*** TEXT PASSAGE ***

Commentary by Ann Woolner
Aug. 6 (Bloomberg) -- A lawyer called one day offering to pay me to write an article about him. He wanted it to run either in the city daily where I then worked or in a national legal newspaper where I sometimes freelanced.
His proposal sounded like the journalistic equivalent of a profession older than mine. I told him I get paid by the newspaper, not by the people I cover, and that was that.
The decades-old offer comes to mind because, faced with a wave of lawsuits, debt-rating companies defend the thumbs-up they gave to toxic debt in part by likening what they do to what journalists do. This lets them claim the same First Amendment right to be wrong that journalists have.
That they generally are hired by the very firms whose securities they rate doesn’t diminish their claim, they say. Each of them has said it expects to prove in court that these suits have no merit.
I don’t accuse the ratings companies of engaging in the old profession previously referenced. But in lawsuits from one coast to the other, shareholders, states and investors say the ratings weren’t exactly objective, either.
“This is issuing false opinions for profit,” Ronald Grassi, one of a growing number of people suing the top three raters, said in federal court last week.
A retired lawyer, Grassi represents himself and his wife, a retired teacher. They are suing Standard & Poor’s, Moody’s Investors Service and Fitch Ratings because they lost $40,000 by buying bonds issued by Lehman Brothers Holdings Inc. that all three rated as investment grade.
The Abrams Factor
Hardly the heftiest of the lawsuits against the firms, the Grassi case nonetheless brought to a Sacramento, California, courtroom a squad of lawyers defending the raters, chief among them legal legend Floyd Abrams.

*** End of TEXT PASSAGE ***
*** DATA LISTING ***

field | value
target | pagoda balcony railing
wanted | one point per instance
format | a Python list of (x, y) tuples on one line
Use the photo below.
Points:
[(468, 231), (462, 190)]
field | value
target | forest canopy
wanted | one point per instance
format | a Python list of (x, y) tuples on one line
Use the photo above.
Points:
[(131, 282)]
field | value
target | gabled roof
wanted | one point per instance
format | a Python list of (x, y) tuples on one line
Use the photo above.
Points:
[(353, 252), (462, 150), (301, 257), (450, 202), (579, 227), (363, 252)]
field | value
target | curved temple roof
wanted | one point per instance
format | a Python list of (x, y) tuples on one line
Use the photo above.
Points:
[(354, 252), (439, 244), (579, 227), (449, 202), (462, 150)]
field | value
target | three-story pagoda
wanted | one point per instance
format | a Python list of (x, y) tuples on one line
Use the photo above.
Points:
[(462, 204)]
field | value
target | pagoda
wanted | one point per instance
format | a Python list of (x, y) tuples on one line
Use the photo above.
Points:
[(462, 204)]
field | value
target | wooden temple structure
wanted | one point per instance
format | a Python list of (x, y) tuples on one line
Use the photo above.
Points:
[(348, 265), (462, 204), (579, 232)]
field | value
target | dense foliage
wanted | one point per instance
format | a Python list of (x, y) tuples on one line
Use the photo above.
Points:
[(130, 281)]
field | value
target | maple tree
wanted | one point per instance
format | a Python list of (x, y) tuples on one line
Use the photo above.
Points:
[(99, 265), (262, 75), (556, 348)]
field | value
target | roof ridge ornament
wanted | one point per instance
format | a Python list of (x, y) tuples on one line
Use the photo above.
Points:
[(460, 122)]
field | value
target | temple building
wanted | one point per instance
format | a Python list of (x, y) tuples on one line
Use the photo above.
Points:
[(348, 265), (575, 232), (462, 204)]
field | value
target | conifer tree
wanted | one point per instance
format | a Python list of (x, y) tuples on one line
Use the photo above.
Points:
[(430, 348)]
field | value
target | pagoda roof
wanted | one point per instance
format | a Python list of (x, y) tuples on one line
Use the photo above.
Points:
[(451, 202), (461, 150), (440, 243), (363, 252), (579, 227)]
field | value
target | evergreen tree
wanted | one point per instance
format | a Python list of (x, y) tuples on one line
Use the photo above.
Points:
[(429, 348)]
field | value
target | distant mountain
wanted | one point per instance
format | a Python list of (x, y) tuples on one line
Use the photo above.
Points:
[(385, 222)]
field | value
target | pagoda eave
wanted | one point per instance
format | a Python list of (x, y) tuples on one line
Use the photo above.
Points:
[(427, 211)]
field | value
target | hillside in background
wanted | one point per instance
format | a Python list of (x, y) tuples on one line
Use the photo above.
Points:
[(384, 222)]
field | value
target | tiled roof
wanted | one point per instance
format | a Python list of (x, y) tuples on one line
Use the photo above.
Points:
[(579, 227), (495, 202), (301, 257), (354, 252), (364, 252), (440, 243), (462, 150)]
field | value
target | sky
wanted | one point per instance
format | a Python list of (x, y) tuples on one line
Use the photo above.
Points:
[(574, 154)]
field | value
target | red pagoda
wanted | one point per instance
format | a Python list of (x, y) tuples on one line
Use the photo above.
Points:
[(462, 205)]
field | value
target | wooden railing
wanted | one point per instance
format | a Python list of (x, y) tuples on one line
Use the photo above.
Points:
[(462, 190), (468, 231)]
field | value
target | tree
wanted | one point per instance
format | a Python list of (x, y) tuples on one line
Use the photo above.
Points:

*** End of DATA LISTING ***

TASK STATEMENT | Can you repeat the commentary on debt-rating companies, starting with "That they generally" and going on through "court last week.", changing "ratings companies" to "credit-rating agencies"?

WRITTEN RESPONSE |
That they generally are hired by the very firms whose securities they rate doesn’t diminish their claim, they say. Each of them has said it expects to prove in court that these suits have no merit.
I don’t accuse the credit-rating agencies of engaging in the old profession previously referenced. But in lawsuits from one coast to the other, shareholders, states and investors say the ratings weren’t exactly objective, either.
“This is issuing false opinions for profit,” Ronald Grassi, one of a growing number of people suing the top three raters, said in federal court last week.